DIRECTIONS FOR THIS TASK: Your copy runs from the line containing "# point at: glass pendant" through the last line of the listing, both included. Restate those lines word for word and leave out pictures.

PROVIDED RECORDS:

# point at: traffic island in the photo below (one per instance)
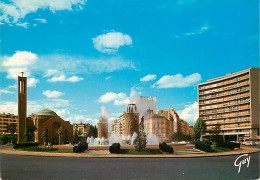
(242, 150)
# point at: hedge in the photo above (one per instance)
(25, 145)
(229, 145)
(43, 149)
(81, 147)
(114, 148)
(203, 146)
(166, 148)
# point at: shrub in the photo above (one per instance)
(237, 145)
(81, 147)
(25, 145)
(4, 139)
(42, 149)
(208, 142)
(114, 148)
(229, 145)
(202, 146)
(166, 148)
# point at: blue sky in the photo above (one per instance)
(81, 55)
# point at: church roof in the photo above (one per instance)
(46, 112)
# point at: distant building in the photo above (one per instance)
(103, 127)
(157, 124)
(83, 128)
(230, 104)
(48, 121)
(8, 122)
(22, 108)
(171, 114)
(149, 103)
(127, 123)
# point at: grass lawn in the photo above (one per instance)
(220, 149)
(145, 151)
(45, 149)
(64, 151)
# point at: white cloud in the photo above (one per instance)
(5, 91)
(40, 20)
(108, 77)
(190, 113)
(121, 102)
(8, 107)
(110, 42)
(13, 73)
(13, 86)
(77, 64)
(178, 81)
(31, 82)
(148, 77)
(25, 24)
(195, 31)
(74, 79)
(117, 98)
(19, 62)
(52, 94)
(20, 58)
(63, 78)
(15, 10)
(52, 72)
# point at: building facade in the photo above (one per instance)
(103, 127)
(22, 108)
(230, 104)
(127, 123)
(47, 121)
(83, 128)
(8, 123)
(157, 124)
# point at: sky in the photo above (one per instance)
(80, 56)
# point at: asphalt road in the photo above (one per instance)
(32, 167)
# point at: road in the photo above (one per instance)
(33, 167)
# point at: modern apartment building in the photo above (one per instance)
(229, 104)
(8, 123)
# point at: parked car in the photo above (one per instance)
(249, 143)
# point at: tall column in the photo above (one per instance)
(22, 108)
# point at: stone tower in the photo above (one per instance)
(103, 127)
(22, 108)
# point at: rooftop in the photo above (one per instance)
(46, 112)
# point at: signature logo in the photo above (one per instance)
(241, 160)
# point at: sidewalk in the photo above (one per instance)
(242, 150)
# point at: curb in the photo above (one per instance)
(11, 152)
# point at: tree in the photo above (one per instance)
(29, 135)
(199, 128)
(11, 128)
(59, 133)
(179, 137)
(92, 131)
(4, 138)
(76, 137)
(45, 137)
(140, 141)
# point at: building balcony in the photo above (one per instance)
(224, 105)
(218, 95)
(223, 117)
(220, 101)
(231, 128)
(223, 111)
(219, 84)
(223, 89)
(229, 121)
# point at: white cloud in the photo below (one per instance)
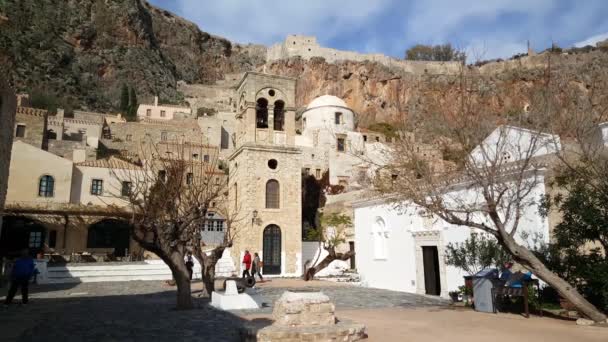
(592, 40)
(268, 21)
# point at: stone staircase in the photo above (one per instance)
(119, 271)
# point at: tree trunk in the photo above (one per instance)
(310, 272)
(525, 257)
(182, 280)
(208, 263)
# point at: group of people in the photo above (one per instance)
(251, 266)
(255, 266)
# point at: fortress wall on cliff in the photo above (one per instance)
(307, 48)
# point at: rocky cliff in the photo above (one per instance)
(82, 51)
(381, 94)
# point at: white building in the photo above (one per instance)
(161, 112)
(403, 250)
(329, 141)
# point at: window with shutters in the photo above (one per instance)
(272, 194)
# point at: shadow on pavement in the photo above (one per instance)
(142, 317)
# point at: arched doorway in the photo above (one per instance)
(109, 233)
(19, 233)
(272, 249)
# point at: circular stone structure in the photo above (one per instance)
(306, 316)
(328, 112)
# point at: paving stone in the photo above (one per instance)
(143, 311)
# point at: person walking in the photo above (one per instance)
(23, 270)
(256, 267)
(190, 263)
(247, 263)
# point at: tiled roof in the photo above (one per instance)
(31, 111)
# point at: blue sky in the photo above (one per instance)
(485, 29)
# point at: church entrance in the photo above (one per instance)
(109, 234)
(19, 233)
(272, 250)
(430, 258)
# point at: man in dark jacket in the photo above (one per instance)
(23, 270)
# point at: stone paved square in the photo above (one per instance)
(143, 311)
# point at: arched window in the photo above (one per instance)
(261, 113)
(380, 237)
(272, 194)
(279, 115)
(46, 187)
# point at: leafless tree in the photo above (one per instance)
(330, 234)
(169, 195)
(490, 183)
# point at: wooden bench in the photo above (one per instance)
(500, 289)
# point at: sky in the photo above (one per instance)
(485, 29)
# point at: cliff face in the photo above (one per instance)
(82, 51)
(381, 94)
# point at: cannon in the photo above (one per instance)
(241, 283)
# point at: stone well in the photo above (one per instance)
(306, 316)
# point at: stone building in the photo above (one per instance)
(162, 112)
(30, 126)
(7, 117)
(265, 170)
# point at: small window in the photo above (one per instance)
(338, 118)
(35, 240)
(162, 175)
(96, 187)
(20, 131)
(52, 238)
(189, 178)
(46, 188)
(272, 164)
(272, 194)
(126, 189)
(341, 144)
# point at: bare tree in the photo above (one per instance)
(330, 233)
(170, 194)
(207, 253)
(494, 180)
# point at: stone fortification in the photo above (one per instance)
(307, 48)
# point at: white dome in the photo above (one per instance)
(326, 100)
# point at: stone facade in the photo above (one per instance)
(162, 112)
(307, 48)
(266, 155)
(7, 117)
(30, 126)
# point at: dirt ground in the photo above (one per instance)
(400, 325)
(454, 325)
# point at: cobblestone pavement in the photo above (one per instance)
(143, 311)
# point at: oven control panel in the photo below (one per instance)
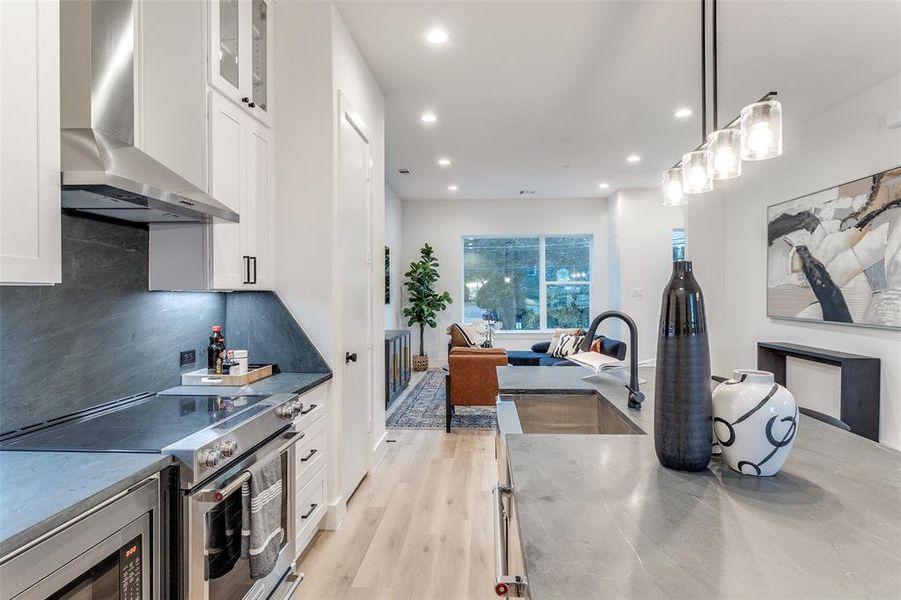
(131, 571)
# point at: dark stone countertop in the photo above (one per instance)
(39, 491)
(599, 517)
(292, 383)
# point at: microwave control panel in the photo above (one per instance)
(131, 570)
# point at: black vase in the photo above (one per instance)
(682, 399)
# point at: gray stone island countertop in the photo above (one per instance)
(39, 491)
(600, 518)
(276, 384)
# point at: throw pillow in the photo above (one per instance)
(555, 341)
(569, 344)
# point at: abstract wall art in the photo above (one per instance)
(835, 256)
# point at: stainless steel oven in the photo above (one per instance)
(213, 572)
(109, 553)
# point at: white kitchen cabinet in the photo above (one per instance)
(29, 143)
(224, 255)
(311, 467)
(170, 57)
(240, 53)
(259, 239)
(228, 184)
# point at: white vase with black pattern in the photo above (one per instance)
(754, 421)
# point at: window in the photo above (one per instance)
(678, 244)
(528, 283)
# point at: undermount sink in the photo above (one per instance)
(561, 414)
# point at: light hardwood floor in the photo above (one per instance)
(419, 526)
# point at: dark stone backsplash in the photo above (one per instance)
(101, 335)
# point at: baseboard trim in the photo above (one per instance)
(335, 514)
(378, 453)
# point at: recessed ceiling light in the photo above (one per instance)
(436, 36)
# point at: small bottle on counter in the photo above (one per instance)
(240, 366)
(230, 367)
(216, 351)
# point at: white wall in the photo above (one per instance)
(641, 253)
(444, 223)
(317, 57)
(726, 236)
(394, 222)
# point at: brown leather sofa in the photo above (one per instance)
(472, 378)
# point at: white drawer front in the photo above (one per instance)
(314, 406)
(310, 453)
(310, 508)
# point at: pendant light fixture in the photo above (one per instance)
(761, 130)
(756, 134)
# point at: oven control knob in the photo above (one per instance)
(228, 448)
(210, 458)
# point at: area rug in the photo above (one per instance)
(423, 408)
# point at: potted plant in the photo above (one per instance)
(424, 302)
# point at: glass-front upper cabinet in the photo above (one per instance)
(259, 75)
(240, 53)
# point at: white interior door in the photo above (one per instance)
(354, 277)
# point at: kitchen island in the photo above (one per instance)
(599, 517)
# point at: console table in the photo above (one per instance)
(859, 380)
(397, 363)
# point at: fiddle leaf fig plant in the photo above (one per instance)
(424, 303)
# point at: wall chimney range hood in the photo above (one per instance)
(103, 171)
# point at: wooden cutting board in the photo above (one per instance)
(203, 377)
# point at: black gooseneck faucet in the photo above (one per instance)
(636, 397)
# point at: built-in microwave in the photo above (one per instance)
(108, 553)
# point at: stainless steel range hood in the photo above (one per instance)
(103, 172)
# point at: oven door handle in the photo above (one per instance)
(244, 476)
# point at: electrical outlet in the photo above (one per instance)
(187, 357)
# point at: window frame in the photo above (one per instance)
(542, 274)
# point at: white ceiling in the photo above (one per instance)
(552, 96)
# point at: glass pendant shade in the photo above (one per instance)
(672, 188)
(761, 130)
(695, 178)
(724, 154)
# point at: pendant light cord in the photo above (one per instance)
(703, 71)
(715, 83)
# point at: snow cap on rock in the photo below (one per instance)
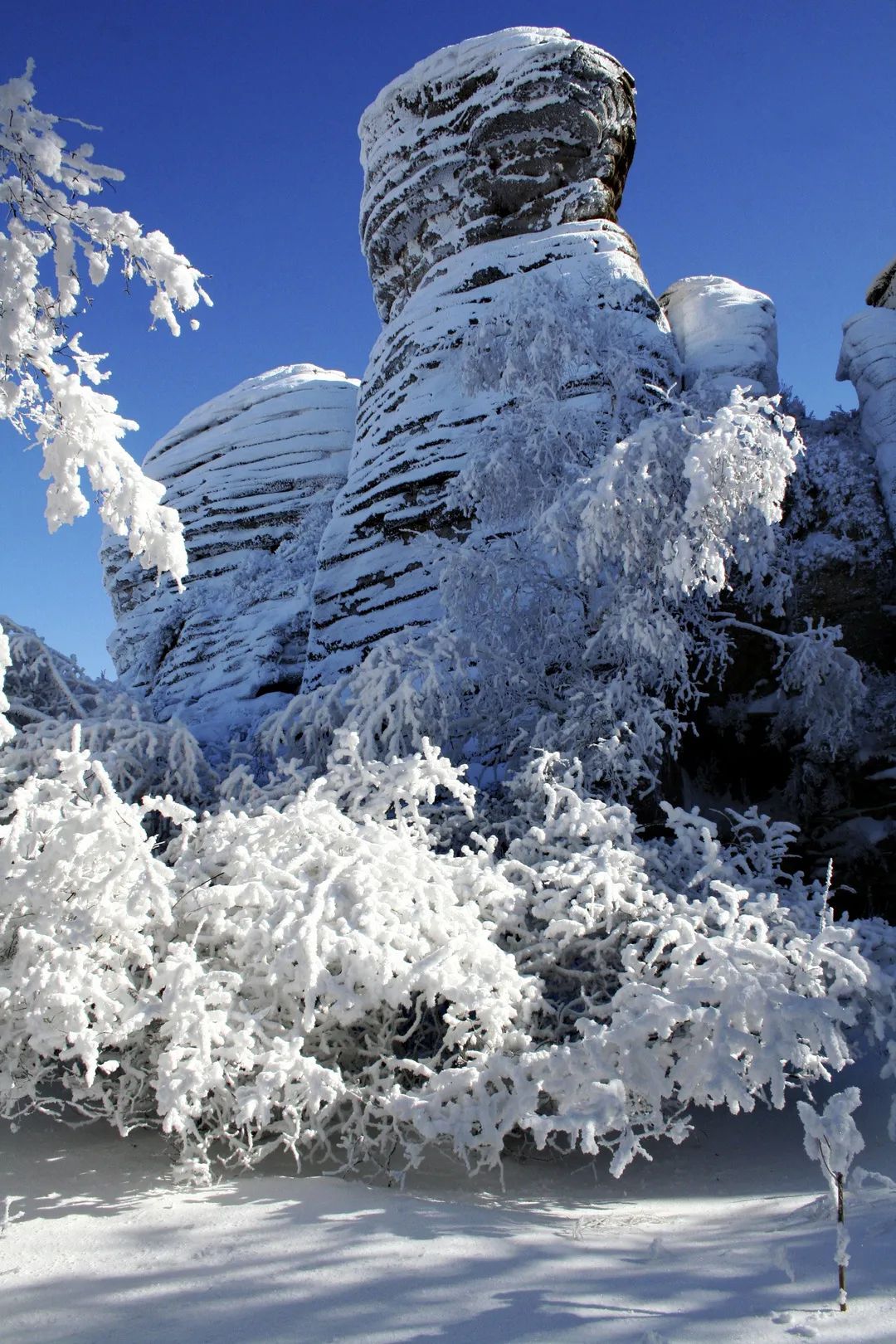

EXPECTED ANSWER:
# point at: glass pendant shade in the photo above (one per instance)
(672, 188)
(761, 130)
(695, 178)
(724, 154)
# point at: pendant light cord in the photo above (one per instance)
(703, 71)
(715, 83)
# point at: snow cap on rock in the photo below (one per instance)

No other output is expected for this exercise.